* GIVEN EXERCISE: Lines before the one containing "Target: white van" are excluded; retype that line and all remaining lines of the material exactly.
═══ PROVIDED ENTRIES
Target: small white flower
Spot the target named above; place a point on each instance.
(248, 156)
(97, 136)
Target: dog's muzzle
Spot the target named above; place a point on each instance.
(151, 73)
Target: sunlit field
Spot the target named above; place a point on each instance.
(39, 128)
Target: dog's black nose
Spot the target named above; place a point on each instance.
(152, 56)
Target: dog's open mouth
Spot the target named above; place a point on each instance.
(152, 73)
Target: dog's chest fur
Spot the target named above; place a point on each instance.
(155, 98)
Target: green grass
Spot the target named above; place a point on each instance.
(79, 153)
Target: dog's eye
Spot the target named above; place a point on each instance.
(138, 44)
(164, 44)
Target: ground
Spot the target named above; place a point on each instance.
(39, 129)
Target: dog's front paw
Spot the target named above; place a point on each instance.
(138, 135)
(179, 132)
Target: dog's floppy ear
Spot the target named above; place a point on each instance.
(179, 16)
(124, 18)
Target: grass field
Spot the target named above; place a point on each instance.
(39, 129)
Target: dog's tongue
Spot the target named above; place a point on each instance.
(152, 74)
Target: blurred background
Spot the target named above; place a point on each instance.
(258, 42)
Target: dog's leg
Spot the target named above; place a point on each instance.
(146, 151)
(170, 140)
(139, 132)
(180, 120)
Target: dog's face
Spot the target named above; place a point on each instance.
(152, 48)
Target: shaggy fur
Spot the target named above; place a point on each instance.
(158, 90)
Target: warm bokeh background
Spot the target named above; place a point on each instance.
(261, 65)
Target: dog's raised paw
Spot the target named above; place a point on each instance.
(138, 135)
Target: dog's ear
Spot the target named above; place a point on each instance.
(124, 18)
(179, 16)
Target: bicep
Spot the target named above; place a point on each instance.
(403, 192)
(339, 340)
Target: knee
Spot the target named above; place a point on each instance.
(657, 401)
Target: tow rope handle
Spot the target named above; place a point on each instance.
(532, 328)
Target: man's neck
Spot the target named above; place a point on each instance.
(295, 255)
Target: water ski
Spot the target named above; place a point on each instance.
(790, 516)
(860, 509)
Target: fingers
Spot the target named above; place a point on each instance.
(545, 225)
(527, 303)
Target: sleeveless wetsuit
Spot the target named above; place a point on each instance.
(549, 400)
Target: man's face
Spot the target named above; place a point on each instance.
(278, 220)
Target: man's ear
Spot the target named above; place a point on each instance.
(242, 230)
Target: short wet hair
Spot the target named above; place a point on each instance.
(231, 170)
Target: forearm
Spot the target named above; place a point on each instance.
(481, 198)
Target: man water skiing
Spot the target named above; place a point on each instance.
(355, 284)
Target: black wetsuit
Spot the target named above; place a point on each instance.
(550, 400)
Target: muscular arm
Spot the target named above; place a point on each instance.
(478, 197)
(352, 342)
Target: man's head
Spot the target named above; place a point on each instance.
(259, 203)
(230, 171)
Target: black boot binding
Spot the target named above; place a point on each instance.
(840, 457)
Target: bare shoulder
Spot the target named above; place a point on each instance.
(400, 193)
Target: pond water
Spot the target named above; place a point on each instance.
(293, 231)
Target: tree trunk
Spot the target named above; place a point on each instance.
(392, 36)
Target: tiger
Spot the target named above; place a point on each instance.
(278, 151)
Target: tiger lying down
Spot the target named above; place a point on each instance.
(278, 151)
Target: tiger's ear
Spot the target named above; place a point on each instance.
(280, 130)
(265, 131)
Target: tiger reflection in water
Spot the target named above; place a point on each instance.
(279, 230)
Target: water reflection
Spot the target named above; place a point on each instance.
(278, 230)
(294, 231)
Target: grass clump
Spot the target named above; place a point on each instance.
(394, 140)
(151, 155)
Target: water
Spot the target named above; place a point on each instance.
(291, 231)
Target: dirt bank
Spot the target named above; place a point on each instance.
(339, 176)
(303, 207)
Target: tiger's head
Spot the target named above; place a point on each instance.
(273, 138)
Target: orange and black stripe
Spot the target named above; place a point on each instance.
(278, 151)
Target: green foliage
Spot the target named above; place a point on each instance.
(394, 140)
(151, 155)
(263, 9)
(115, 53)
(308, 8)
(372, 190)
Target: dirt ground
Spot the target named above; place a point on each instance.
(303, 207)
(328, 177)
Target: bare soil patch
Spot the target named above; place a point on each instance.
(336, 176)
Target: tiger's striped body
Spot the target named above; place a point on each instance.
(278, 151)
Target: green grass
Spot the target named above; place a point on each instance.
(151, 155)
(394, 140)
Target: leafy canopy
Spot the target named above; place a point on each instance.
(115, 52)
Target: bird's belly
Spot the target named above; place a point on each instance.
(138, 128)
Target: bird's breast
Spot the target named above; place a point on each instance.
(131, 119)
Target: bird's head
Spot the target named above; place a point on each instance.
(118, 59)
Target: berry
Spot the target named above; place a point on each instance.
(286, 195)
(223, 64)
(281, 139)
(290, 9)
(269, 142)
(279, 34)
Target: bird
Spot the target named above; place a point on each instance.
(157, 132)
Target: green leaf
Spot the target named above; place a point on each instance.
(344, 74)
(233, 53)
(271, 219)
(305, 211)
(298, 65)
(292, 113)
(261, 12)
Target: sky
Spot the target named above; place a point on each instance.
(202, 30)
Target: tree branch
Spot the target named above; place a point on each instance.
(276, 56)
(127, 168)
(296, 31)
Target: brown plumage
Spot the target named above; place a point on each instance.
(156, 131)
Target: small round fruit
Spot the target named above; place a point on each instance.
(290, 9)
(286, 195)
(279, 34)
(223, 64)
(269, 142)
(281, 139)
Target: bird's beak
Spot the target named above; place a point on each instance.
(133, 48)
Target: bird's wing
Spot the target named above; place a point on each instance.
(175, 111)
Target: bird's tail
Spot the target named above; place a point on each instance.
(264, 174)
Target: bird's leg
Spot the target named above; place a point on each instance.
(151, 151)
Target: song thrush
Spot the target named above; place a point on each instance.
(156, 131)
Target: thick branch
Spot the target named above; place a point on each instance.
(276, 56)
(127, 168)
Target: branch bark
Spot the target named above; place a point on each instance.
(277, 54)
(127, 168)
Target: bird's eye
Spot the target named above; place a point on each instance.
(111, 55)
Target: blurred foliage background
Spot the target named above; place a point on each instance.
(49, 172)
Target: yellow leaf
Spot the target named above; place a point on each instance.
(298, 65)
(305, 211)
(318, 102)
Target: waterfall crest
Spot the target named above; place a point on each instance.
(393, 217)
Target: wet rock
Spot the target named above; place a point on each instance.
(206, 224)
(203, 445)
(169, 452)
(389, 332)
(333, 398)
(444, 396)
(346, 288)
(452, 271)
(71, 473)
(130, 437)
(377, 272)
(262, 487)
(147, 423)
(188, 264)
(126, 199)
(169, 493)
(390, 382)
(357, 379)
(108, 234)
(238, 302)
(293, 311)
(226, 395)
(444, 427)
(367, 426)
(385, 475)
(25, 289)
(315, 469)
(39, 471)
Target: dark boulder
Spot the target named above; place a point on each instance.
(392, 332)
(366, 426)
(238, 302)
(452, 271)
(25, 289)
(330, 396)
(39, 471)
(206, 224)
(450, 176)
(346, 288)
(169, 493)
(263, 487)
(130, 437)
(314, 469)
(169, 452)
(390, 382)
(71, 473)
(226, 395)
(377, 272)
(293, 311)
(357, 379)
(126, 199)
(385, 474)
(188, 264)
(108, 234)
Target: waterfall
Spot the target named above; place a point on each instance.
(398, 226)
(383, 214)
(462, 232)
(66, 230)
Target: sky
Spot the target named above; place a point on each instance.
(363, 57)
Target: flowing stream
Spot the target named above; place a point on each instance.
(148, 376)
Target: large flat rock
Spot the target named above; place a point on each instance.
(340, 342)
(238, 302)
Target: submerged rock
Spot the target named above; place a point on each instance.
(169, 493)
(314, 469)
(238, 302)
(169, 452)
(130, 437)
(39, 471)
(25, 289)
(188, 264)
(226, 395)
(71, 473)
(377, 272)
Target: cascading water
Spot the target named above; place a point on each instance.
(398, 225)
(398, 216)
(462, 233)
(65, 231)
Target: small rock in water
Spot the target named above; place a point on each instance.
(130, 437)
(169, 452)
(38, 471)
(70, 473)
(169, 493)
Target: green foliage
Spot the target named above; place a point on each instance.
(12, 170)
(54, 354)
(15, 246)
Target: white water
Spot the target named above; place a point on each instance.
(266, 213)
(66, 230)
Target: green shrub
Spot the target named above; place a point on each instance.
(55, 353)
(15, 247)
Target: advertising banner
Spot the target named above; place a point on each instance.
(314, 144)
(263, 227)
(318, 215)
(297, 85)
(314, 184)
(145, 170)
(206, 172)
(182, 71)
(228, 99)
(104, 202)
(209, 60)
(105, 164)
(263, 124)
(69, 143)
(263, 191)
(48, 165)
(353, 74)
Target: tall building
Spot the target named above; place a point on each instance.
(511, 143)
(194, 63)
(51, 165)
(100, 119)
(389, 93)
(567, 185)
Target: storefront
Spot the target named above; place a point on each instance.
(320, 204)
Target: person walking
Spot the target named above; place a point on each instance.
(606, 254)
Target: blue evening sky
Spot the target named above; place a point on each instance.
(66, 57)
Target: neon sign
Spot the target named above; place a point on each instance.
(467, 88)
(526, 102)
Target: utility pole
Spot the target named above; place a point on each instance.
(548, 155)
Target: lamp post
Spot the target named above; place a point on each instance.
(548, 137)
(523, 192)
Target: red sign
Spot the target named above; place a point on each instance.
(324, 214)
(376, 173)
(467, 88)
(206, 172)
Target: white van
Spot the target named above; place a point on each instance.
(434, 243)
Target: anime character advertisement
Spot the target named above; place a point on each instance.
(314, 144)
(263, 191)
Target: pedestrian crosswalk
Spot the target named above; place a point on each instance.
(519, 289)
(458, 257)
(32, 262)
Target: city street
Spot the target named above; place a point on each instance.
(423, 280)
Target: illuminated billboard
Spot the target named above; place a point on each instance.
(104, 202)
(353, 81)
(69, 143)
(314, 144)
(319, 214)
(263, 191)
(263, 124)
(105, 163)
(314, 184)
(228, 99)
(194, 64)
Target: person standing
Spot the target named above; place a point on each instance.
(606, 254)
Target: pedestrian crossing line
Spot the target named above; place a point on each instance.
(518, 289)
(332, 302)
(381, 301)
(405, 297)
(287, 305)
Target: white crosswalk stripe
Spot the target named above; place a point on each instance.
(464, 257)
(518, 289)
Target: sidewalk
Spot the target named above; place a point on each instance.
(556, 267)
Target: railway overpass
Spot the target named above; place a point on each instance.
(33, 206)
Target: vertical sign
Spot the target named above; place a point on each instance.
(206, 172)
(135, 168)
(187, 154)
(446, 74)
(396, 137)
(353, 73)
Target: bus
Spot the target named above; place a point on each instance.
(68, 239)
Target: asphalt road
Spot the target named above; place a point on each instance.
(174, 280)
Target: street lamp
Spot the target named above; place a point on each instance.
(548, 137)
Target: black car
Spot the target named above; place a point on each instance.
══════
* PROBLEM SOLUTION:
Target: white van
Spot the target named above; place a point on each instance.
(434, 243)
Target: anime character advertisement
Spot the target named above; place a point on each instance.
(314, 144)
(263, 191)
Target: pedestrian crosswalk
Spot the target named above; place a point on each instance.
(519, 289)
(458, 257)
(32, 262)
Target: city street
Spot the target named above; place a point on each instance.
(423, 280)
Target: illuminated billboard
Spot the target named above; place a point on each instance.
(104, 202)
(353, 81)
(69, 143)
(314, 144)
(319, 214)
(263, 191)
(263, 124)
(105, 163)
(314, 184)
(228, 99)
(194, 64)
Target: person standing
Spot the target named above; place a point on each instance.
(606, 254)
Target: pedestrian crossing line
Spot the target named above; place a point on each instance.
(518, 289)
(332, 302)
(381, 301)
(405, 297)
(287, 305)
Target: white crosswalk stripe
Spot the target named above; place a point on each instance.
(464, 257)
(518, 289)
Target: sidewalk
Spot the target named above; place a point on each instance.
(556, 267)
Target: railway overpass
Spot the target named above; place a point on each instance.
(33, 206)
Target: vertical sign
Spot the target named above; place a point on each instance.
(206, 172)
(135, 168)
(187, 154)
(446, 74)
(396, 137)
(353, 73)
Target: bus
Spot the target named above; place a point on each instance.
(68, 239)
Target: asphalt road
Spot the target named above; place a point on each instance.
(174, 280)
Target: street lamp
Spot the target named above; place a point on each instance.
(548, 137)
Target: black car
Spot the target named above; place a point on each instance.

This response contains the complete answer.